Please copy the rows from their start through the line containing "positive clicks: (167, 743) (167, 772)". Leave the pictures out of your copy.

*** Provided records Section Begins ***

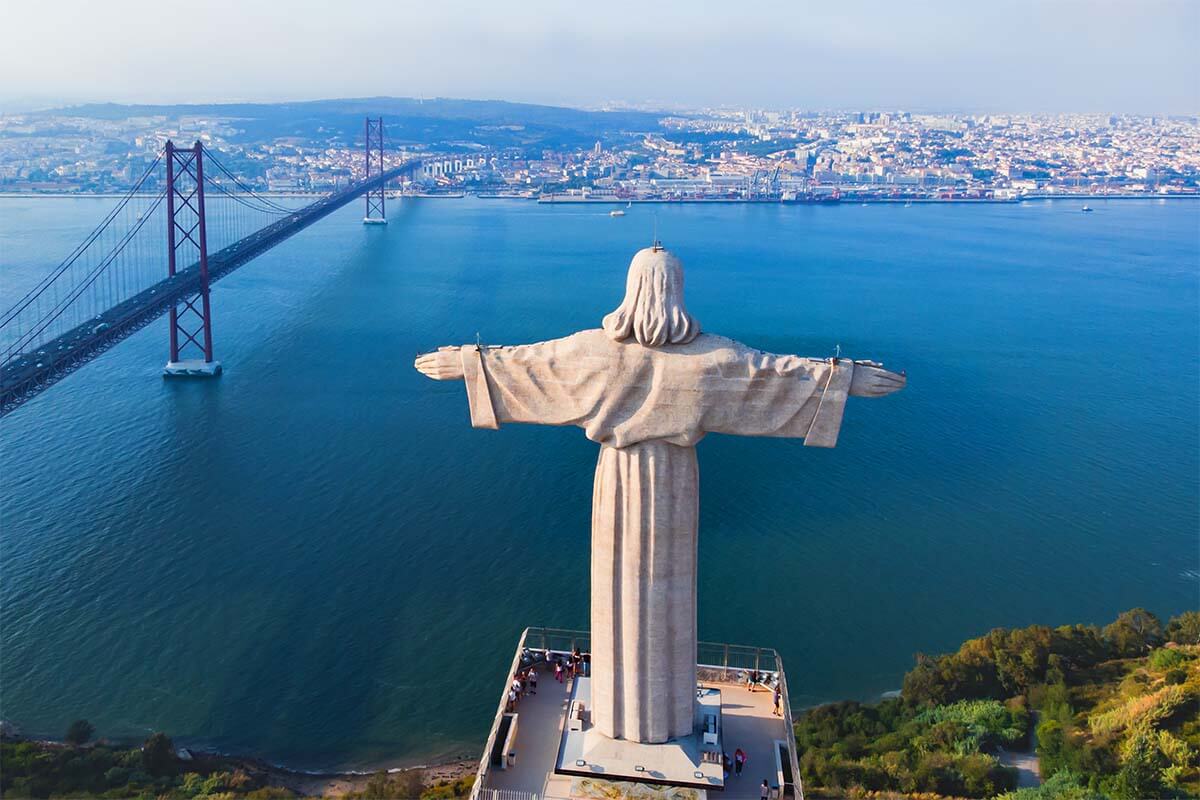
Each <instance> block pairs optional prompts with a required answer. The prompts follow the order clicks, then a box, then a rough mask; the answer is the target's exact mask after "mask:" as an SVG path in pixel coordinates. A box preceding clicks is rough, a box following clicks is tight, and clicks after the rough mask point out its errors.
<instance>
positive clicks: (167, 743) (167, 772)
mask: <svg viewBox="0 0 1200 800" xmlns="http://www.w3.org/2000/svg"><path fill="white" fill-rule="evenodd" d="M142 763H143V765H144V766H145V769H146V771H148V772H150V775H156V776H157V775H170V774H172V772H174V771H175V745H174V742H172V740H170V736H168V735H167V734H164V733H156V734H152V735H151V736H150V738H149V739H146V741H145V744H144V745H142Z"/></svg>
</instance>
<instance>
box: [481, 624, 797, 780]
mask: <svg viewBox="0 0 1200 800" xmlns="http://www.w3.org/2000/svg"><path fill="white" fill-rule="evenodd" d="M590 644H592V637H590V634H589V633H588V632H587V631H572V630H570V628H558V627H527V628H526V630H524V632H523V633H522V634H521V640H520V642H518V643H517V651H516V654H515V655H514V656H512V666H511V667H510V668H509V673H508V675H506V678H505V686H508V684H509V681H511V680H512V676H514V675H515V674H516V673H517V670H518V669H520V668H521V667H522V666H523V664H524V663H526V662H527V661H529V660H530V658H532V657H533V656H534V655H535V654H540V652H544V651H546V650H550V651H551V652H554V654H571V652H575V651H578V652H589V651H590ZM696 672H697V678H698V679H700V680H703V681H710V682H727V684H737V682H744V681H745V680H746V676H748V675H750V674H751V673H755V672H757V673H758V682H760V684H763V685H770V684H778V685H779V690H780V704H781V706H782V712H784V726H785V732H786V734H785V735H786V736H787V745H788V746H787V754H788V760H790V763H791V768H792V781H793V784H794V786H796V796H797V798H798V800H804V787H803V784H802V783H800V769H799V766H800V765H799V760H798V758H797V756H796V739H794V734H793V733H792V732H793V730H794V728H793V727H792V705H791V702H790V700H788V696H787V678H786V676H785V674H784V661H782V658H780V657H779V654H778V652H776V651H775V650H774V649H772V648H755V646H749V645H743V644H726V643H718V642H700V643H697V645H696ZM505 700H506V693H505V692H500V703H499V706H498V708H497V710H496V720H494V721H493V723H492V729H491V732H490V734H488V736H487V744H485V745H484V753H485V757H482V758H481V759H480V764H479V770H478V771H476V772H475V786H474V787H473V789H472V800H518V799H517V798H512V799H509V798H503V796H500V795H497V794H494V793H496V792H498V789H487V790H486V792H485V788H486V787H485V786H484V784H485V782H486V780H487V774H488V769H490V766H491V763H490V759H488V758H487V757H486V754H487V753H491V752H492V748H493V747H494V745H496V736H497V732H498V729H499V721H500V717H502V716H504V711H505V705H506V704H505ZM520 800H523V799H520ZM534 800H536V798H535V796H534Z"/></svg>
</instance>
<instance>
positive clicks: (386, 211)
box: [362, 116, 388, 225]
mask: <svg viewBox="0 0 1200 800" xmlns="http://www.w3.org/2000/svg"><path fill="white" fill-rule="evenodd" d="M362 127H364V132H365V133H366V145H367V146H366V151H365V156H366V166H367V175H366V176H367V178H371V175H373V174H374V175H382V174H383V118H382V116H380V118H378V119H374V120H373V119H371V118H370V116H368V118H366V119H365V120H364V121H362ZM383 188H384V187H383V184H380V185H379V188H377V190H368V191H367V193H366V200H367V213H366V216H365V217H362V224H367V225H371V224H374V225H385V224H388V211H386V209H385V207H384V199H383Z"/></svg>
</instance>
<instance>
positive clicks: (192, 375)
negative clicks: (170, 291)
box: [162, 140, 221, 378]
mask: <svg viewBox="0 0 1200 800" xmlns="http://www.w3.org/2000/svg"><path fill="white" fill-rule="evenodd" d="M166 158H167V276H168V279H172V278H174V277H175V273H176V269H178V260H179V258H180V255H182V257H184V258H185V260H184V264H188V263H190V261H188V259H191V258H194V259H196V264H197V265H198V269H199V287H198V289H197V291H196V294H194V295H184V296H182V297H180V302H176V303H174V305H172V307H170V312H169V314H170V323H169V327H170V357H169V359H168V360H167V366H166V367H163V369H162V374H163V377H166V378H212V377H215V375H220V374H221V362H220V361H216V360H215V359H214V357H212V306H211V303H210V301H209V242H208V230H206V229H205V219H204V148H203V146H202V145H200V143H199V142H197V143H196V144H194V145H193V146H191V148H187V149H180V148H176V146H175V144H174V143H173V142H170V140H168V142H167V148H166ZM193 353H194V355H193ZM181 354H182V355H181ZM188 355H191V356H192V357H185V356H188Z"/></svg>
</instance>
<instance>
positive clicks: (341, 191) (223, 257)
mask: <svg viewBox="0 0 1200 800" xmlns="http://www.w3.org/2000/svg"><path fill="white" fill-rule="evenodd" d="M365 132H366V150H365V154H366V157H365V167H366V169H365V176H364V178H362V179H361V180H358V181H355V182H353V184H350V185H349V186H347V187H346V188H343V190H340V191H336V192H334V193H331V194H328V196H325V197H323V198H320V199H318V200H316V201H314V203H310V204H308V205H304V206H299V205H298V204H295V203H287V201H280V200H276V199H274V198H269V197H264V196H262V194H258V193H256V192H254V191H252V190H251V188H250V187H248V186H246V185H245V184H244V182H242V181H241V180H240V179H239V178H236V175H234V173H233V172H232V170H229V169H228V168H226V167H224V164H222V163H221V161H220V157H218V156H217V155H216V154H214V152H211V151H210V150H209V149H208V148H206V146H204V145H203V144H200V143H199V142H197V143H196V144H194V145H193V146H191V148H178V146H175V145H174V144H173V143H172V142H168V143H167V145H166V146H164V148H163V150H162V152H160V154H158V157H157V158H156V160H155V161H154V163H151V164H150V166H149V167H148V168H146V170H145V173H144V174H143V175H142V178H140V179H139V180H138V181H136V184H134V185H133V187H132V188H131V190H130V191H128V193H126V194H125V196H124V197H122V198H121V199H120V200H119V201H118V203H116V205H115V207H114V209H113V210H112V211H109V213H108V215H107V216H106V217H104V218H103V219H102V221H101V222H100V224H98V225H97V227H96V229H95V230H92V231H91V233H90V234H89V235H88V236H86V237H84V240H83V241H82V242H80V243H79V245H78V246H77V247H76V248H74V249H73V251H72V252H71V253H70V254H68V255H67V258H66V259H64V260H62V263H60V264H59V265H58V266H55V267H54V269H53V270H50V272H49V273H48V275H46V276H44V277H43V278H42V279H41V281H38V282H37V284H36V285H34V287H32V288H31V289H30V290H29V291H28V293H26V294H25V295H24V296H23V297H22V299H20V300H18V301H17V302H16V303H14V305H13V306H12V307H11V308H8V309H7V311H5V312H4V315H2V317H0V416H4V415H6V414H8V413H10V411H12V410H13V409H16V408H17V407H19V405H20V404H22V403H24V402H25V401H28V399H30V398H32V397H35V396H37V395H38V393H40V392H42V391H44V390H47V389H49V387H50V386H53V385H54V384H55V383H58V381H59V380H61V379H62V378H65V377H66V375H68V374H71V373H72V372H74V371H76V369H78V368H79V367H80V366H83V365H84V363H86V362H89V361H91V360H92V359H95V357H96V356H98V355H100V354H101V353H103V351H104V350H107V349H109V348H110V347H113V345H114V344H116V343H118V342H120V341H122V339H125V338H127V337H128V336H130V335H131V333H133V332H136V331H138V330H140V329H143V327H145V326H146V325H149V324H150V323H151V321H154V320H155V319H157V318H158V317H162V315H163V314H168V315H169V318H170V323H169V332H170V341H169V357H168V362H167V367H166V369H164V374H167V375H214V374H218V373H220V372H221V365H220V361H217V360H216V359H215V357H214V347H212V309H211V302H210V299H209V289H210V287H211V284H212V283H214V282H216V281H218V279H221V278H222V277H224V276H226V275H229V273H230V272H233V271H234V270H236V269H238V267H239V266H241V265H242V264H246V263H248V261H251V260H252V259H253V258H256V257H257V255H260V254H262V253H265V252H266V251H269V249H270V248H272V247H275V246H276V245H278V243H280V242H282V241H283V240H286V239H288V237H289V236H292V235H293V234H295V233H298V231H300V230H302V229H305V228H307V227H308V225H311V224H312V223H314V222H317V221H318V219H320V218H323V217H325V216H326V215H329V213H331V212H334V211H335V210H337V209H340V207H342V206H343V205H346V204H348V203H350V201H352V200H354V199H355V198H358V197H361V196H365V197H366V215H365V216H364V222H370V223H382V222H386V217H385V210H384V194H383V193H384V186H385V185H386V184H388V182H389V181H391V180H395V179H397V178H400V176H402V175H404V174H412V173H413V170H415V169H418V168H419V167H420V166H421V163H422V162H421V160H412V161H408V162H404V163H402V164H400V166H398V167H394V168H391V169H384V160H383V120H382V119H379V120H367V122H366V126H365ZM156 186H161V187H162V188H161V190H158V191H154V190H152V187H156ZM293 206H295V207H293Z"/></svg>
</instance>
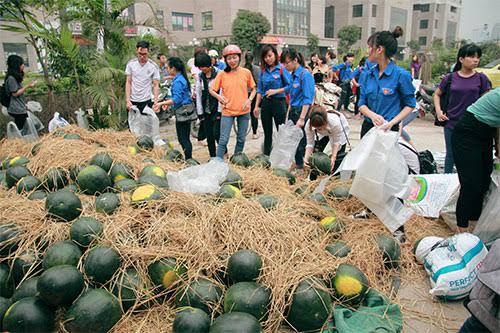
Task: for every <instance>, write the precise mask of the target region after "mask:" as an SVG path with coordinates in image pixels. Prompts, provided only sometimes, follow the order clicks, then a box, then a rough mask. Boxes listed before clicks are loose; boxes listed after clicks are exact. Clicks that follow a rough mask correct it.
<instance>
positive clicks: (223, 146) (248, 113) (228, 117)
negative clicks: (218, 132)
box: [217, 113, 250, 158]
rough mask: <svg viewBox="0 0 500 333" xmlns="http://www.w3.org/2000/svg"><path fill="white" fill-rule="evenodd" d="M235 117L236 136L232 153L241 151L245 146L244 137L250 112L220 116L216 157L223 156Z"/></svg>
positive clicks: (220, 156)
mask: <svg viewBox="0 0 500 333" xmlns="http://www.w3.org/2000/svg"><path fill="white" fill-rule="evenodd" d="M235 119H236V124H237V128H238V133H237V136H236V146H235V147H234V153H235V154H237V153H241V152H242V151H243V148H245V139H246V136H247V131H248V122H249V121H250V113H246V114H243V115H241V116H222V118H221V121H220V138H219V145H218V146H217V157H218V158H224V154H225V153H226V151H227V144H228V143H229V137H230V136H231V130H232V128H233V123H234V120H235Z"/></svg>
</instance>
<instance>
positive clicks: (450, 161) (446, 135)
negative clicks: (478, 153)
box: [444, 127, 455, 173]
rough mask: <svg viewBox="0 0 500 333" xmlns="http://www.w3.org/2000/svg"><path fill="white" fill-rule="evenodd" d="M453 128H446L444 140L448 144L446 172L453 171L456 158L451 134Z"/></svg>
mask: <svg viewBox="0 0 500 333" xmlns="http://www.w3.org/2000/svg"><path fill="white" fill-rule="evenodd" d="M452 134H453V129H451V128H446V127H445V128H444V142H445V144H446V157H445V158H444V173H453V166H454V165H455V159H454V158H453V149H452V148H451V135H452Z"/></svg>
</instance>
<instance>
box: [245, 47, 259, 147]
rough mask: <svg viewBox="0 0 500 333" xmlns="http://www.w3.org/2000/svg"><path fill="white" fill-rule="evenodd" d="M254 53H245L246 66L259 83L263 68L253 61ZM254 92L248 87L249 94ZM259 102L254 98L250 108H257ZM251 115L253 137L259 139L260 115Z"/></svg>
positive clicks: (257, 82) (255, 81)
mask: <svg viewBox="0 0 500 333" xmlns="http://www.w3.org/2000/svg"><path fill="white" fill-rule="evenodd" d="M253 59H254V57H253V54H252V52H247V53H245V65H244V66H243V67H245V68H246V69H248V70H249V71H250V73H252V77H253V81H254V82H255V84H256V85H258V84H259V78H260V74H261V68H260V67H259V66H257V65H255V64H254V63H253ZM251 93H252V90H251V89H248V96H250V94H251ZM256 102H257V99H256V98H254V99H253V101H252V105H251V107H250V110H254V109H255V105H256V104H255V103H256ZM250 117H251V119H252V138H253V139H257V138H258V137H257V129H258V128H259V118H258V116H255V114H254V113H253V112H250Z"/></svg>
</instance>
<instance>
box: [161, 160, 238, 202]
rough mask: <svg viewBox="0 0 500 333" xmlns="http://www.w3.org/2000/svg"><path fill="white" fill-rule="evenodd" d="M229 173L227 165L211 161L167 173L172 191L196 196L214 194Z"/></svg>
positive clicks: (223, 163) (168, 183) (217, 162)
mask: <svg viewBox="0 0 500 333" xmlns="http://www.w3.org/2000/svg"><path fill="white" fill-rule="evenodd" d="M228 172H229V166H228V165H227V163H224V162H220V161H216V160H212V161H210V162H208V163H205V164H200V165H195V166H192V167H189V168H186V169H183V170H180V171H175V172H169V173H167V180H168V186H169V188H170V189H171V190H172V191H177V192H184V193H198V194H207V193H210V194H215V193H217V192H218V191H219V189H220V185H219V184H220V183H222V182H223V181H224V180H225V179H226V176H227V173H228Z"/></svg>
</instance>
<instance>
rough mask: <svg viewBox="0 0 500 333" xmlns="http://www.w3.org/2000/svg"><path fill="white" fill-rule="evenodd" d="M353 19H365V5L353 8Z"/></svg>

*** Provided records Section Ends ***

» **Output of the exercise**:
Each <instance> block pairs optional prompts with a required answer. The prompts follow the order clicks, then a box, then a rough mask; the answer is the target's exact mask after "mask:" as an SVG path in pixel coordinates. A box preceding clicks is rough, a box following clicks is tight, and clicks after the rough mask point out its errors.
<instance>
positive clicks: (167, 743) (167, 772)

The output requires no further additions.